§ **DOCUMENT PASSAGE**:
━━━━━━━━━━━━━━━━━━━━
There is no "limbo" according to the Pope. However, Gonzo may see it different these days.
Or can he see at all? Will his defense be that he needed new glasses? Maybe that explains why he signed off on the torture, caste off Geneva as a Gold Standard of humanity for the world, fired some of our best U.S. Attorneys and tells Dubya anything he wanted to do was legally fine by him. He felt strongly in the presidents "unitary authority." What country was he talking about? Can't be this one...
But after all, this is counsel who has never tried a case- so its not like he's a real lawyer.
His stint on the hot seat Thursday proved that. RAW Story cited an article that said he had a total of 71 "I don't recall" "I don't know" "I don't remember." John Stewart said 45 before lunch!
Note to Dearest Readers: Prissy has some interesting projects going on to tell you about...more soon!
Prissy likes the way these JAG's think...from Military Law Review - Volume 185 - Fall 2005 (in pdf)
EMERGENCY POWERS AND TERRORISM p. 83 In his classic concurrence analyzing separation of powers, Justice Jackson pointed out that the President is on strongest ground when he acts with congressional authorization, may or may not have constitutional powers when acting in congressional silence, and must have strong independent constitutional grounds when going against the will of Congress.
p. 84 Under that reasoning, to justify military force to perform civil law enforcement after passage of the posse comitatus legislation, the President would have to persuade a majority of the court that a genuine emergency existed sufficient to justify departure from specific congressional direction. After the experience of Korematsu, Duncan, and Youngstown, it is doubtful that anything short of imminent invasion could justify unilateral action in violation of the statute.
━━━━━━━━━━━━━━━━━━━━
§ **WRITTEN REQUEST**: Quote the stretch of the Gonzo commentary from "Or can he see" through "you about...more soon!". The listing comes from a separate source.

§ **DATA RECORDS**:
━━━━━━━━━━━━━━━━━━━━
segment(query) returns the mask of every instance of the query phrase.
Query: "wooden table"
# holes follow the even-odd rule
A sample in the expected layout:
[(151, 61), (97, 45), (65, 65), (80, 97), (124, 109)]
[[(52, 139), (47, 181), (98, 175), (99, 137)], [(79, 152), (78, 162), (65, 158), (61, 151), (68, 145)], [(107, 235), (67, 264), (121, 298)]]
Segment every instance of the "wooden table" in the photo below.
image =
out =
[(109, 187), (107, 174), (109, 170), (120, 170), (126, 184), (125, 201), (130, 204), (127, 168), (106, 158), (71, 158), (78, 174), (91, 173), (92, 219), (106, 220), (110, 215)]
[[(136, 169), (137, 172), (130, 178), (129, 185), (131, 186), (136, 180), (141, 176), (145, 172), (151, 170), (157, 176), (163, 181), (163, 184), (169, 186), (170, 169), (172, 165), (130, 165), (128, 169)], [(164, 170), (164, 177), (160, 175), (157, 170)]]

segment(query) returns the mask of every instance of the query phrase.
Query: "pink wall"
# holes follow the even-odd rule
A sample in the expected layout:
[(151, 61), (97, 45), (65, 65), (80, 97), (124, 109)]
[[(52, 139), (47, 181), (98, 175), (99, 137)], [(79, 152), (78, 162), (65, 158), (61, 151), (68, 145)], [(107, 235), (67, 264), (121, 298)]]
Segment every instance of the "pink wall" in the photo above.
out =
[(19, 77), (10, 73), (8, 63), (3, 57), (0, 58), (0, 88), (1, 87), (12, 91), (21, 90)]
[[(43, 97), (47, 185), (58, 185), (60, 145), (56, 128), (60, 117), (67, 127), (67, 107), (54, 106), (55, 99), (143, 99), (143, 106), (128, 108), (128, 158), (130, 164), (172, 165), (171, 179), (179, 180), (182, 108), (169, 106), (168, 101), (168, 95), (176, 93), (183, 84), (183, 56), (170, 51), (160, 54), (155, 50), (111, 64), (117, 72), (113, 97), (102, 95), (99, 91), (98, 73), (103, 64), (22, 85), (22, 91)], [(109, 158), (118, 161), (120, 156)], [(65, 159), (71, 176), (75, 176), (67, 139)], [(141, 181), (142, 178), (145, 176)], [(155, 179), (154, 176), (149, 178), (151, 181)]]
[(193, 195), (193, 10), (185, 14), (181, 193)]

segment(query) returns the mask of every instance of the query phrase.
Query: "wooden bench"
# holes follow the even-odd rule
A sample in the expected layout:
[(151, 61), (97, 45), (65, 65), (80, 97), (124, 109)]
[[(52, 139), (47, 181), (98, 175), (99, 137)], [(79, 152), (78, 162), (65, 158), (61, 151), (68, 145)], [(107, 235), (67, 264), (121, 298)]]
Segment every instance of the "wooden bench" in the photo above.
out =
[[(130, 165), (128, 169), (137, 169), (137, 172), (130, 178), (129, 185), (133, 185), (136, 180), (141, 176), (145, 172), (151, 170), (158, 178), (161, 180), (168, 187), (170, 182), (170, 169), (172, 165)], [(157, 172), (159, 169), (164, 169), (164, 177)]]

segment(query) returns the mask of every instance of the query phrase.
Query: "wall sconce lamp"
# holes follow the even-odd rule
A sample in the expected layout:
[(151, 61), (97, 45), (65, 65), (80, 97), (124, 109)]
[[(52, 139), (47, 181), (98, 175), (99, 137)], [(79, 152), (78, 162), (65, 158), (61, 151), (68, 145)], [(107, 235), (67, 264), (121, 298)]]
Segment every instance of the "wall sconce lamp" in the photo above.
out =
━━━━━━━━━━━━━━━━━━━━
§ **CORRECT OUTPUT**:
Or can he see at all? Will his defense be that he needed new glasses? Maybe that explains why he signed off on the torture, caste off Geneva as a Gold Standard of humanity for the world, fired some of our best U.S. Attorneys and tells Dubya anything he wanted to do was legally fine by him. He felt strongly in the presidents "unitary authority." What country was he talking about? Can't be this one...
But after all, this is counsel who has never tried a case- so its not like he's a real lawyer.
His stint on the hot seat Thursday proved that. RAW Story cited an article that said he had a total of 71 "I don't recall" "I don't know" "I don't remember." John Stewart said 45 before lunch!
Note to Dearest Readers: Prissy has some interesting projects going on to tell you about...more soon!